Skip to main content
If you click on a link and make a purchase we may receive a small commission. Read our editorial policy.

The Numbers Game

Eurogamer's Dan Whitehead on why Amazon's use of Metacritic scores is a terrible idea.

This article first appeared on USgamer, a partner publication of VG247. Some content, such as this article, has been migrated to VG247 for posterity after USgamer's closure - but it has not been edited or further vetted by the VG247 team.

Dan Whitehead, Eurogamer

Amazon has been all over the headlines this week, courtesy of its intriguing $99 Fire TV capsule console.

From hiring talent like Portal's Kim Swift and Far Cry 2's Clint Hocking to buying Killer Instinct studio Double Helix and securing versions of The Walking Dead and Minecraft, as a tech company Amazon has been making all the right noises. It clearly takes gaming seriously.

Yet at the same time, as a retailer, it's just taken a giant leap backwards by quietly starting to roll out the use of Metacritic scores on its games listings. Those ubiquitous traffic-light numbers will now appear at unmissable size, right next to the "Add to Cart" button. If it was bad news for a specialist retail service like Steam, it's even worse when a mainstream retailer the size of Amazon follows suit.

The slow and inexorable acceptance of Metacritic as some sort of ultimate truth is as predictable as it is depressing. We humans are driven to impose uniformity, to find a box for everything, to have things in the right order. This means we're also prone to something called apophenia, the tendency to see patterns and meaning in unconnected data.

Spoiler alert: that's all scores are. Unconnected data. There's no great objective truth behind the number at the end of a review, just a gut feeling expressed in an easy-to-digest format, a convenient summation of the paragraphs that precede it. And those paragraphs are a subjective opinion, hopefully informed by experience and insight, but ultimately no more mathematically quantifiable than whether you prefer chocolate or strawberry ice cream.

Deadly Premonition is one of the most brilliant and divisive games of the last 10 years, but how many potential fans will never pick it up if they see the 68 Metascore at the checkout?

Data excerpts:
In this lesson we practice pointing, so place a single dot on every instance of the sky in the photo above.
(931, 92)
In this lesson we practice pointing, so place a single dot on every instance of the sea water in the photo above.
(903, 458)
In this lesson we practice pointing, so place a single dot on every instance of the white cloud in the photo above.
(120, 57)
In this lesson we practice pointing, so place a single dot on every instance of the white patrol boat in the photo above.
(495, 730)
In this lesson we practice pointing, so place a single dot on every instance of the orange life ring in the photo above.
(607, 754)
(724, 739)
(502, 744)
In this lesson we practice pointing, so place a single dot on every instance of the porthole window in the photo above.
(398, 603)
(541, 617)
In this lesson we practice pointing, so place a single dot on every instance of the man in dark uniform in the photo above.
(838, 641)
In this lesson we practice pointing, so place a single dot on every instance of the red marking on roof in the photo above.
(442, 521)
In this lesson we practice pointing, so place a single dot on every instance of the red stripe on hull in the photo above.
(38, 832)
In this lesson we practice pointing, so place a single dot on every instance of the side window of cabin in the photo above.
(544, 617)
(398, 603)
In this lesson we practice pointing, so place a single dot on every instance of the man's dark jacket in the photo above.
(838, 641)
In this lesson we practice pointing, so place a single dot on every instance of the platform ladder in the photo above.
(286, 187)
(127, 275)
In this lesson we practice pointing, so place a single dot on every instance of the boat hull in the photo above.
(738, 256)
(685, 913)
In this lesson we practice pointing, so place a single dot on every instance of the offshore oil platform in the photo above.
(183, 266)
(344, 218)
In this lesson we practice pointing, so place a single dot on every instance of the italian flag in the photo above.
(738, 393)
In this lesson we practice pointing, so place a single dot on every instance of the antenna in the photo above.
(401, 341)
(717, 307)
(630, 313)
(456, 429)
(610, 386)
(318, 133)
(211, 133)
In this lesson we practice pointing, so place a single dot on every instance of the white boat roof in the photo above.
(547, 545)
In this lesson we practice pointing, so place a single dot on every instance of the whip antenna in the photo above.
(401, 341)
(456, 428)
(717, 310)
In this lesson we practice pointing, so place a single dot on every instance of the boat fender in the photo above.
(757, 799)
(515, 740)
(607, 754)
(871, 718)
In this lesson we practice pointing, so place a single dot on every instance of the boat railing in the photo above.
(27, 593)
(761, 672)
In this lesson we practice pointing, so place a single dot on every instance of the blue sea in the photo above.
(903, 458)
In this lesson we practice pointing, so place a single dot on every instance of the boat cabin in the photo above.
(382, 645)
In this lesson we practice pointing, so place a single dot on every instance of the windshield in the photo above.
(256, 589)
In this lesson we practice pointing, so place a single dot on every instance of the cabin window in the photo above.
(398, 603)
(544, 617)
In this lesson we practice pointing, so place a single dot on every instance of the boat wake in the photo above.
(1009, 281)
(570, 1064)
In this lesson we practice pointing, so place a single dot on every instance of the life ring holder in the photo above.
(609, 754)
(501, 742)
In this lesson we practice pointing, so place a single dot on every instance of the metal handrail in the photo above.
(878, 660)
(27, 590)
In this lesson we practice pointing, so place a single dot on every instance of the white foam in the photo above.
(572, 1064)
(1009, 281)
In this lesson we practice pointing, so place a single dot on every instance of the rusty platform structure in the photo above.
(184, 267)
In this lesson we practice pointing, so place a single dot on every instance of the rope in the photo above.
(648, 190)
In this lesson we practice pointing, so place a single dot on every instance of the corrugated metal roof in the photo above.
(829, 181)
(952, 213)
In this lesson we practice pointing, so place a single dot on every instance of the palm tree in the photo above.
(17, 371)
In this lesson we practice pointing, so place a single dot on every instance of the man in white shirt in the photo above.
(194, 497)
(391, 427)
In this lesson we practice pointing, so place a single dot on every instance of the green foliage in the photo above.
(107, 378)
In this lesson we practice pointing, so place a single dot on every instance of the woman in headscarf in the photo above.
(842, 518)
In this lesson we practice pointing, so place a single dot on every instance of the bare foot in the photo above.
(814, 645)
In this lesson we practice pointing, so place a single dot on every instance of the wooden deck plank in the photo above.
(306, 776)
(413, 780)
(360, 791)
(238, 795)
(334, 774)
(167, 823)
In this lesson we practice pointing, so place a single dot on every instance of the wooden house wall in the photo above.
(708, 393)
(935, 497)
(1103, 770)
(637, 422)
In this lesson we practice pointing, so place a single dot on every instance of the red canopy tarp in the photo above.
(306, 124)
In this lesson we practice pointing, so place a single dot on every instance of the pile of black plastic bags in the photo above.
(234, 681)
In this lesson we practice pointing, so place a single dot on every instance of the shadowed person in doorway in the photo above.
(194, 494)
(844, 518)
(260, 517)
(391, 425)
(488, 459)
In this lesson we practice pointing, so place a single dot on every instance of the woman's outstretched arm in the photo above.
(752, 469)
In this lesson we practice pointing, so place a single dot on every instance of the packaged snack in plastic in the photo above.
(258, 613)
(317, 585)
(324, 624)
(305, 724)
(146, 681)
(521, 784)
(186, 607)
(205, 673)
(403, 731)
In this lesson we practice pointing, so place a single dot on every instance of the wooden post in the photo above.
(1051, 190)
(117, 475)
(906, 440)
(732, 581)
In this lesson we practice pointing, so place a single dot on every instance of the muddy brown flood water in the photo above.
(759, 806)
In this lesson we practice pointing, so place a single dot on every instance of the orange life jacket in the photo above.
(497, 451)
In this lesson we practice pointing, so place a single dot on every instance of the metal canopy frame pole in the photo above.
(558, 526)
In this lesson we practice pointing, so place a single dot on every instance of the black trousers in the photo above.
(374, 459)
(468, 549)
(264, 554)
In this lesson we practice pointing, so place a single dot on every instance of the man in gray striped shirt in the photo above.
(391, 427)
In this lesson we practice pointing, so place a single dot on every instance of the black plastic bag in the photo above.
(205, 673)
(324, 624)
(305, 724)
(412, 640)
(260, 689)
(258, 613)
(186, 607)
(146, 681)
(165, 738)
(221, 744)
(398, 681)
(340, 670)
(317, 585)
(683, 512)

(Prompt)
In the article on Amazon's use of Metacritic scores, where will the scores appear on Amazon's games listings? The rows are separate material that is unrelated to the article above.

(Response)
They will appear right next to the "Add to Cart" button.